— Exercise goal —
Give each entry back by retyping it exactly as written.

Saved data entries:
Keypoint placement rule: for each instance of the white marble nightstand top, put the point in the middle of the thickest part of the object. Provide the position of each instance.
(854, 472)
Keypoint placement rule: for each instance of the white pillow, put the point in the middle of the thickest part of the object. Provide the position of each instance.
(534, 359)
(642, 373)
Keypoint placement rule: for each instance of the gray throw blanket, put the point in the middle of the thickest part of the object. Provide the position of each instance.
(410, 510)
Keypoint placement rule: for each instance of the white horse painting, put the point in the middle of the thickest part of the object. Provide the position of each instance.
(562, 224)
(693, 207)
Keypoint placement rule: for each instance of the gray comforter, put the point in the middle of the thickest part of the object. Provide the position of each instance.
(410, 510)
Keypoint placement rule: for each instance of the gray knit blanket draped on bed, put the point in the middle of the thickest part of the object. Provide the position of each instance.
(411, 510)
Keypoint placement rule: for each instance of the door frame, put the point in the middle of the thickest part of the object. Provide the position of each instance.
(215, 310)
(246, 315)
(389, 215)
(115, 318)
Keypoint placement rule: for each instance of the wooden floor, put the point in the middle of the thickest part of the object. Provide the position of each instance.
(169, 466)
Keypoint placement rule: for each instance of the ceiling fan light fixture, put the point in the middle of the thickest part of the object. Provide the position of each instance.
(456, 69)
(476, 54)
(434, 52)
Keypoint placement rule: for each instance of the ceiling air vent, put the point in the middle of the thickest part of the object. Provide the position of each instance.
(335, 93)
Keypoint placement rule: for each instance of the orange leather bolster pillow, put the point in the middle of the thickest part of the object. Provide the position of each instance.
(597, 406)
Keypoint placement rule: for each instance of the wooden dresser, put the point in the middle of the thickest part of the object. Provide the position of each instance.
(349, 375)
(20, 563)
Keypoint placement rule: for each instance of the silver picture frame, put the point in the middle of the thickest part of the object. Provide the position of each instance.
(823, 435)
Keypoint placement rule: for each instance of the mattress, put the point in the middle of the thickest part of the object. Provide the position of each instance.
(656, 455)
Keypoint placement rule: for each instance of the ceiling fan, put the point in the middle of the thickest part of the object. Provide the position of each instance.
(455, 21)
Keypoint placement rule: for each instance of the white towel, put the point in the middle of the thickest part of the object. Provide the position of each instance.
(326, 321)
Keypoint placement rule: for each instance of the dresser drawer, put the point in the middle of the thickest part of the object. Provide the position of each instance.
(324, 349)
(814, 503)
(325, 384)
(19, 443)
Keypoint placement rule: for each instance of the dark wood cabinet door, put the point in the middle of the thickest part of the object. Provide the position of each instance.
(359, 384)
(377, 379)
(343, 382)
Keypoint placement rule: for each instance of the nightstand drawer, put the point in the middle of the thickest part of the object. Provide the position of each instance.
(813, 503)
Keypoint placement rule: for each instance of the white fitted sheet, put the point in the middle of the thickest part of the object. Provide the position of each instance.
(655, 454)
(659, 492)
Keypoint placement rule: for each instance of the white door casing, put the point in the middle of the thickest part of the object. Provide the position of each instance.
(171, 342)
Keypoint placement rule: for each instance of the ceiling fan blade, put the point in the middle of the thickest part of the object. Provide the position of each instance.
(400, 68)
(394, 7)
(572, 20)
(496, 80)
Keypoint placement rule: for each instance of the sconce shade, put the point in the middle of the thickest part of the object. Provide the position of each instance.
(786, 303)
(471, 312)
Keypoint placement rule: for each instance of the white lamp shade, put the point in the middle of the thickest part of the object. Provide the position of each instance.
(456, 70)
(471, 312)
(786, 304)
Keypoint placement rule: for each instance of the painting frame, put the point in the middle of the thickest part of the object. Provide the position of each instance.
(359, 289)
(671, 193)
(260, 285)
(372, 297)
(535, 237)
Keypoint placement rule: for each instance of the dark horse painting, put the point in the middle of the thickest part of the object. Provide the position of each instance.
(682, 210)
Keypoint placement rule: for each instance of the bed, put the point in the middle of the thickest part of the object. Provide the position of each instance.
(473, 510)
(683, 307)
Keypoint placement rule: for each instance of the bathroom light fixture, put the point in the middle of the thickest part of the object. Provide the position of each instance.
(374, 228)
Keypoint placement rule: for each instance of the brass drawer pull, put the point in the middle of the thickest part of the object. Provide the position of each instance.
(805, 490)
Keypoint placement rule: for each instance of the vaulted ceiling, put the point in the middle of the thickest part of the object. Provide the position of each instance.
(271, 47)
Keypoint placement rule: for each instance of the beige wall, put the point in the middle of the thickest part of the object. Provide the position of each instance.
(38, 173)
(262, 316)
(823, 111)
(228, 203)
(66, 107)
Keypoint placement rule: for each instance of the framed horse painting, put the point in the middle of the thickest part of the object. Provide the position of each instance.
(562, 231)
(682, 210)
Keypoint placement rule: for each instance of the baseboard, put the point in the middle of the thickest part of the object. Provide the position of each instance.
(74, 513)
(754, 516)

— Answer to the exercise —
Keypoint placement rule: for each instance of the white marble nightstand top, put the point in the middle of the thickest part of the object. Provide the position of each instance.
(854, 472)
Keypoint placement rule: for each instance of the white pillow, put the point in the middle of the thickest part of the object. Provide the position of each instance.
(534, 359)
(642, 373)
Keypoint placement rule: for each instance of the gray throw blanket, put the point in the middle of the thickest part of the object. Provide the position of each instance.
(410, 510)
Keypoint placement rule: for each instance of the white horse painting, put the point in the middle of the thickest part of the object. Provide the position of each instance.
(562, 224)
(693, 207)
Keypoint placement rule: for each instance of the gray comforter, put the point in the middle of the thickest part of the object. Provide the position of each instance.
(410, 510)
Keypoint placement rule: for each instance of the gray knit blanket draped on bed, put the point in the middle of the thickest part of the object. Provide the position of each instance.
(411, 510)
Keypoint placement rule: for each instance of the door frame, put the point in the middle of the thickest part of the object. Provide the position of each instance.
(215, 310)
(246, 315)
(389, 215)
(115, 318)
Keypoint placement rule: for each instance of the wooden floor, put the point in the middle of the thickest part of the object. Provide the position of each instance.
(169, 466)
Keypoint placement rule: for each instance of the ceiling fan light fixture, put the point in the middle of the thickest part of the object. Provide the position of each instance.
(456, 69)
(476, 54)
(434, 52)
Keypoint placement rule: for each instance of the ceiling air vent, put the point in the middle of the thickest part of the object. Provide the position of each instance.
(335, 93)
Keypoint placement rule: for each instance of the orange leather bolster pillow, put the point in the middle of the thickest part of the object. Provide the position of each instance.
(597, 406)
Keypoint placement rule: for each instance of the wooden dresser, put the point in the middle of the thickest part of the object. Provide the position of each instance.
(349, 375)
(20, 563)
Keypoint placement rule: for each instance of the silver picture frame, put the point in the middle of the thickest part of the object. Provide the position of each instance.
(823, 435)
Keypoint placement rule: for each instance of the mattress, put the point in the middle of the thickest part of the object. Provide the position of each instance.
(656, 455)
Keypoint placement rule: for each instance of the ceiling fan, put the point in the middle of the thickest part of the object. Provide the position of each instance.
(455, 21)
Keypoint placement rule: for each instance of the white towel, put the point in the middle of the thickest part of the object. Provide the position of each instance.
(326, 321)
Keypoint placement rule: for each instance of the dresser drawer, put the point in the middle of the thickest part of the object. Provide the position of each instance.
(324, 349)
(814, 503)
(325, 384)
(19, 443)
Keypoint placement rule: for each instance of the dark wood cabinet door, put the point in the middle of the thickest part of the object. Provide the position of each instance.
(359, 384)
(377, 379)
(343, 382)
Keypoint placement rule: for each instance of the nightstand drawer, put the point in the middle of the thickest part of the object. Provide the position of each instance.
(813, 503)
Keypoint placement rule: for each instance of the white fitted sheet, put the point in the middle of the thickest part of the object. Provide the position of each instance.
(655, 454)
(659, 492)
Keypoint placement rule: for each instance of the white door casing, put the point in the middle of the thickest part of the object. Provide the position of each instance.
(171, 342)
Keypoint placement rule: for each instance of the ceiling fan blade, put the point in the middle of the thickest part of the object. Provide the position of each instance.
(400, 68)
(394, 7)
(572, 20)
(496, 80)
Keypoint placement rule: for each instance of the sconce shade, put the point in the middle of the thickest part of the object. Provide the position of each instance.
(786, 303)
(471, 312)
Keypoint placement rule: for each instance of the white lamp shade, put the point in the middle of the thickest part of the object. Provide the position of each instance.
(456, 70)
(471, 312)
(786, 304)
Keypoint placement rule: for each instance of the painting frame, put the point in the middle of the thickest part of the object. Provide the position of each instance.
(359, 289)
(671, 193)
(260, 285)
(372, 297)
(535, 237)
Keypoint placement rule: for each instance of the dark horse painting, put the point in the middle of the thickest part of the object. Provide the position of each instance.
(682, 210)
Keypoint placement rule: for each instance of the bed, put the point in the middle of the thickest part of the object. Provide the position of each instance.
(473, 510)
(683, 307)
Keypoint placement rule: for each instance of the bathroom light fixture, put the point in the middle of the thickest part of the object. Provide the position of each instance.
(374, 228)
Keypoint placement rule: for each instance of the brass drawer pull, put the point in the middle of the thickest part of the object. Provide the position of each instance.
(805, 490)
Keypoint placement rule: for each instance of the vaulted ceiling, put the point in the middle of the thickest part of the object. Provide the position of each instance.
(271, 47)
Keypoint placement rule: for each instance of the beige wall, put the point in the middle of the thickest part of the object. Provide the position of each instance.
(38, 173)
(262, 316)
(823, 111)
(228, 203)
(66, 107)
Keypoint placement rule: for each instance of the framed horse painting, put the point in the middle of the thickest part of the object. Provide the position of each instance.
(562, 231)
(682, 210)
Keypoint placement rule: for each instance of the baseboard, put the point in the middle of the thickest part of the object. Provide the position of each instance.
(74, 513)
(754, 516)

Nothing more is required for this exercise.